▶ TEXT PASSAGE:
◇ ◇ ◇ ◇ ◇ ◇ ◇

Parse JSON logs from only certain Kubernetes deployments

benjamingorman · November 27, 2018, 3:58pm

Hi!

I have a question about parsing JSON log messages produced by Kubernetes deployments. I've already seen this thread, this page in the docs, and this page.

None of those seem relevant however. The problem is that some apps in our cluster log in JSON and some don't. So I need a way to tell filebeat to only try to parse JSON logs for a certain set of apps.

I tried adding this config to filebeat.yml however it leads to errors parsing log messages which aren't JSON-formatted:

 - decode_json_fields:
    fields: ["message"]
    process_array: true
    max_depth: 10
    overwrite_keys: false

Here are the ConfigMaps for our filebeat setup:

apiVersion: v1
kind: ConfigMap
metadata:
  name: filebeat-config
  namespace: kube-system
  labels:
    k8s-app: filebeat
data:
  filebeat.yml: |-
    filebeat.config:
      inputs:
        # Mounted `filebeat-inputs` configmap:
        path: /usr/share/filebeat/inputs.d/*.yml
        # Reload inputs configs as they change:
        reload.enabled: false
      modules:
        path: /usr/share/filebeat/modules.d/*.yml
        # Reload module configs as they change:
        reload.enabled: false

    output.elasticsearch:
      hosts: ['...:9200']
      username: ...
      password: ...
---
apiVersion: v1
kind: ConfigMap
metadata:
  name: filebeat-inputs
  namespace: kube-system
  labels:
    k8s-app: filebeat
data:
  kubernetes.yml: |-
    - type: docker
      containers.ids:
      - "*"
      processors:
        - add_kubernetes_metadata:
            in_cluster: true

Is there a way that I can specify different processors depending on the source container/app? That would solve the problem because then I could add the JSON processor only for certain apps.

benjamingorman · November 27, 2018, 4:21pm

I've realized that it's possible to add annotations on pods as hints to filebeat (https://www.elastic.co/guide/en/beats/filebeat/6.4/configuration-autodiscover-hints.html).

I've tried adding some configuration like this:

    filebeat.autodiscover:
      providers:
        - type: kubernetes
          hints.enabled: true
          include_annotations: ["json_logs"]
          templates:
            - condition:
              contains:
                  kubernetes.annotations.json_logs: "true"
              config:
              - processors:
                  decode_json_fields:
                    fields: ["message"]

This isn't working (seems to have no effect at all) however it's a step in the right direction. If I can just add an annotation to each pod that logs in JSON format, and get filebeat to recognize that, then this will be a perfect solution.

benjamingorman · November 27, 2018, 5:39pm

I've enabled autodiscover debug logs (running filebeat with -d autodiscover) and I'm seeing this in the logs:

2018-11-27T17:05:49.719Z        DEBUG   [autodiscover]  autodiscover/autodiscover.go:162        Got a start event: map[port:8080 kubernetes:{"annotations":{"json_logs":"true", ... REDACTED ... }}
2018-11-27T17:05:38.746Z        DEBUG   [autodiscover]  autodiscover/autodiscover.go:235        Got a meta field in the event
2018-11-27T17:05:38.746Z        DEBUG   [autodiscover]  cfgfile/list.go:62      Starting reload procedure, current runners: 11
2018-11-27T17:05:38.746Z        DEBUG   [autodiscover]  cfgfile/list.go:80      Start list: 2, Stop list: 0
2018-11-27T17:05:38.746Z        ERROR   [autodiscover]  cfgfile/list.go:96      Error creating runner from config: No paths were defined for input accessing config
2018-11-27T17:05:38.746Z        ERROR   [autodiscover]  cfgfile/list.go:96      Error creating runner from config: No paths were defined for input accessing config

Any suggestions as to why this error might occur?

◇ ◇ ◇ ◇ ◇ ◇ ◇

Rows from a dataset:
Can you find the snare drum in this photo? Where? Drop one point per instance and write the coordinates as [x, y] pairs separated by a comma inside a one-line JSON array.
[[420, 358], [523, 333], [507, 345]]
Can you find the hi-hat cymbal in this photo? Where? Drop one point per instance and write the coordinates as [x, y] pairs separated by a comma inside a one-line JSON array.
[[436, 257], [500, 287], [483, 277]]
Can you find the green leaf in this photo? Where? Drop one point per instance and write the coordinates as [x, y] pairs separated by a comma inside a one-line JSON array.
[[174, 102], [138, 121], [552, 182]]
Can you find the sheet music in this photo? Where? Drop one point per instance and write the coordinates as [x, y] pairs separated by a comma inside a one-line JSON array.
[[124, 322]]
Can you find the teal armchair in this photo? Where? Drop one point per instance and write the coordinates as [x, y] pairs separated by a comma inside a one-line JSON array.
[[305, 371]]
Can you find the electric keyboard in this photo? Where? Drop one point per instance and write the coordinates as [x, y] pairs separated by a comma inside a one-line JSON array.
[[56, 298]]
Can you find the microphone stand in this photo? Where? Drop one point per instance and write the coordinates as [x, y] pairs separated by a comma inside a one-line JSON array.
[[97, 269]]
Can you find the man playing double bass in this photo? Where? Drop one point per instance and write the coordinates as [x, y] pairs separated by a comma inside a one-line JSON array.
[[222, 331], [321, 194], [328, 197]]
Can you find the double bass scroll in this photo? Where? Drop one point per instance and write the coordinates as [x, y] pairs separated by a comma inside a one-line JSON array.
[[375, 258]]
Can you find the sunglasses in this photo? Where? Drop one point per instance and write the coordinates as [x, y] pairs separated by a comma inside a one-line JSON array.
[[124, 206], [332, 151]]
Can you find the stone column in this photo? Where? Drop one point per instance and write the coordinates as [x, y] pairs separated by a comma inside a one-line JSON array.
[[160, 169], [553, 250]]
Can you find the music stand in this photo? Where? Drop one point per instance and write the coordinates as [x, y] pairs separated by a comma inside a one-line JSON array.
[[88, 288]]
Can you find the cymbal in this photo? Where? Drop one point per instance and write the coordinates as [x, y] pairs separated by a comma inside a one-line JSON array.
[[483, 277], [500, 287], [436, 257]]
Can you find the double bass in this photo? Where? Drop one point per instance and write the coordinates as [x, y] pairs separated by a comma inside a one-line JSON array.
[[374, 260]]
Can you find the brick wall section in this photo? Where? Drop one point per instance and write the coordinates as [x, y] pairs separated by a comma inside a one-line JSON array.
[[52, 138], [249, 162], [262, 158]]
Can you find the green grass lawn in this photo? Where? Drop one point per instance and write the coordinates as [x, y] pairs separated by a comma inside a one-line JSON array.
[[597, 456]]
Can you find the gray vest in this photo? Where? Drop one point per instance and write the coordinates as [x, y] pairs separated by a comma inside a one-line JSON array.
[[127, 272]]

◇ ◇ ◇ ◇ ◇ ◇ ◇

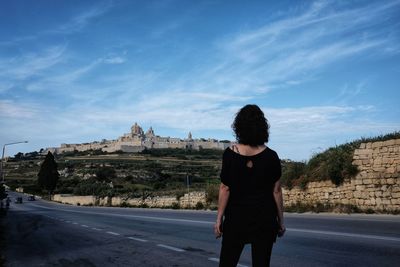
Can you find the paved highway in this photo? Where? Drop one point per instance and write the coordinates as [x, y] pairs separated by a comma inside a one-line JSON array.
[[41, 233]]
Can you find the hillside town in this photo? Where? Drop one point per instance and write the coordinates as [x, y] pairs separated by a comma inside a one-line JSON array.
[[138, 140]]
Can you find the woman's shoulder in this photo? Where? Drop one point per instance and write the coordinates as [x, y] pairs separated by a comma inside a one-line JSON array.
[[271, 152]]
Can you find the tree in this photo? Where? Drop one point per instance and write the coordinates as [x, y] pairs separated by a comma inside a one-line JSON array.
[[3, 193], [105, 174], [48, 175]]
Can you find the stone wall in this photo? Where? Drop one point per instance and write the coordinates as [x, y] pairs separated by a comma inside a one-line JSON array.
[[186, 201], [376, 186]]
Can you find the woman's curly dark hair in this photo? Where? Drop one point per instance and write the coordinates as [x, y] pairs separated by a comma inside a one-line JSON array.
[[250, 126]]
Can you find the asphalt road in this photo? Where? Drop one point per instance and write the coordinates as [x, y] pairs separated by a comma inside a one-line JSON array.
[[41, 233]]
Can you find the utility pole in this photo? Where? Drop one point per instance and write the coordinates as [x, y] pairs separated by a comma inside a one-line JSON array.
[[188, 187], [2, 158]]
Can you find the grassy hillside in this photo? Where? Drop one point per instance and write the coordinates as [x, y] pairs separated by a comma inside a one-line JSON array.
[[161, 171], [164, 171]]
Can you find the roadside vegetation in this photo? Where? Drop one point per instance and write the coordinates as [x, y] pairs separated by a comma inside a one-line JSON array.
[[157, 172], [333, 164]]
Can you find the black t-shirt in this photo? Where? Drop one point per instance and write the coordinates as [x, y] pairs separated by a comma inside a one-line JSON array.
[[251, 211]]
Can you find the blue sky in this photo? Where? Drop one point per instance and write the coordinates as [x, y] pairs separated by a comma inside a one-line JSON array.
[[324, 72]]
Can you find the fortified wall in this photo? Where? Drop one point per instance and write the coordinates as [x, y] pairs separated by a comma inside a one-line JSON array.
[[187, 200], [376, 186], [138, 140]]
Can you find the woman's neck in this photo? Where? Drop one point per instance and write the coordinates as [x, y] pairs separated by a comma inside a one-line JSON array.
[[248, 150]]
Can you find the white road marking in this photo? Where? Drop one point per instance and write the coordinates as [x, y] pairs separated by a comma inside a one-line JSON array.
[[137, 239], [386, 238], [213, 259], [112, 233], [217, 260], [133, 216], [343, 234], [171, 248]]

◇ ◇ ◇ ◇ ◇ ◇ ◇

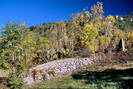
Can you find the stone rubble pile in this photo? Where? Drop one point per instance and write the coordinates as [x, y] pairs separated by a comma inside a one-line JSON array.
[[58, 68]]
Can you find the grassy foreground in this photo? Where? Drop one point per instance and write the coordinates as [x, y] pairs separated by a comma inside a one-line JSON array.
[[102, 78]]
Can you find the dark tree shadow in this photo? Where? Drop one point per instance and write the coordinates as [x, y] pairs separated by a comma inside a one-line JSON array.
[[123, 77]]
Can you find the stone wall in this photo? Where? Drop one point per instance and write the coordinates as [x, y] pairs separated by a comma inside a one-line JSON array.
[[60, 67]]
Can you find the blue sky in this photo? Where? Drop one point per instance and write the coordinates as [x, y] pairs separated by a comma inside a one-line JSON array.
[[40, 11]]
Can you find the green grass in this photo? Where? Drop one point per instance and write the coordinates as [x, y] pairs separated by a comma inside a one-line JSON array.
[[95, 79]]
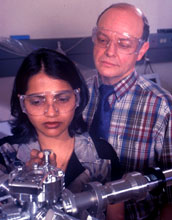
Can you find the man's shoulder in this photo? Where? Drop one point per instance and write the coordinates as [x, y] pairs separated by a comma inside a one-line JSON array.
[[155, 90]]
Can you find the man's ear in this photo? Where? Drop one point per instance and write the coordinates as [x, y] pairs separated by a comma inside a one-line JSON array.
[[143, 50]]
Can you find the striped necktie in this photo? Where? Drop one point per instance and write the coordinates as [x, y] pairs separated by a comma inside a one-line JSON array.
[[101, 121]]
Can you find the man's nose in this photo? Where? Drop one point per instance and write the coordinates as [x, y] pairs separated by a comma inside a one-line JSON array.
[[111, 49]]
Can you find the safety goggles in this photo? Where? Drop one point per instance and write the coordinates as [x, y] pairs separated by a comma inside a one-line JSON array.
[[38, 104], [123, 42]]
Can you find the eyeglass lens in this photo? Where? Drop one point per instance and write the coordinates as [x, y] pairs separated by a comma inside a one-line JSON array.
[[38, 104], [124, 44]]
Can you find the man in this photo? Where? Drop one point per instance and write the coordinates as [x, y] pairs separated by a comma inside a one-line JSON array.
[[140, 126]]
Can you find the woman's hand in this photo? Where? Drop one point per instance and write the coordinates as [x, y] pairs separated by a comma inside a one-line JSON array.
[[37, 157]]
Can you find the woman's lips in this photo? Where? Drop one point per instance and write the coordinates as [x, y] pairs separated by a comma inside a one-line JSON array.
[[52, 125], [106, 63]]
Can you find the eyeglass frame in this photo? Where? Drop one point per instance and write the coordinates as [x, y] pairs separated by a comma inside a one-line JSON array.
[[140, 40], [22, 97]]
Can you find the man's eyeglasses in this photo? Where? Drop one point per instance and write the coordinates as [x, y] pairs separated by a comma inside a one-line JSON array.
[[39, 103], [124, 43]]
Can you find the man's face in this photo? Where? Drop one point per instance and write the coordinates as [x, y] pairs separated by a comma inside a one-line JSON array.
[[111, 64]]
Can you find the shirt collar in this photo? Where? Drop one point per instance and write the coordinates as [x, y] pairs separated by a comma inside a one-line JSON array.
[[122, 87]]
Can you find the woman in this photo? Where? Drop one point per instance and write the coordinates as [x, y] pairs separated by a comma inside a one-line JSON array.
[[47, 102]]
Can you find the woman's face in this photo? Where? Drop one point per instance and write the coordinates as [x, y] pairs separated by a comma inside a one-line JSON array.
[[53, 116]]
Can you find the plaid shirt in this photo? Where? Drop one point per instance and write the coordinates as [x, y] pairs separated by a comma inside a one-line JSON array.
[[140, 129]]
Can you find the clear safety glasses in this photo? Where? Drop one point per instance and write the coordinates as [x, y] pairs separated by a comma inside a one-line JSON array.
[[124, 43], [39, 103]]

◇ ◇ ◇ ◇ ◇ ◇ ◇

▶ PROBLEMS AND TASKS:
1. Rewrite the part of the forum thread on parsing JSON logs starting with "benjamingorman · November 27, 2018, 3:58pm" and going on through "set of apps.", with "Kubernetes" renamed to "k8s".
2. Copy the entries starting with the line with "Can you find the green grass lawn" and going on through the line with "[[597, 456]]", both included. Leave the request unchanged, multiply every point coordinate in the answer by 1.75, and round to whole numbers with halves rounded up. Give only those lines.

▶ RESPONSES PER TASK:
1.
benjamingorman · November 27, 2018, 3:58pm

Hi!

I have a question about parsing JSON log messages produced by k8s deployments. I've already seen this thread, this page in the docs, and this page.

None of those seem relevant however. The problem is that some apps in our cluster log in JSON and some don't. So I need a way to tell filebeat to only try to parse JSON logs for a certain set of apps.

2.
Can you find the green grass lawn in this photo? Where? Drop one point per instance and write the coordinates as [x, y] pairs separated by a comma inside a one-line JSON array.
[[1045, 798]]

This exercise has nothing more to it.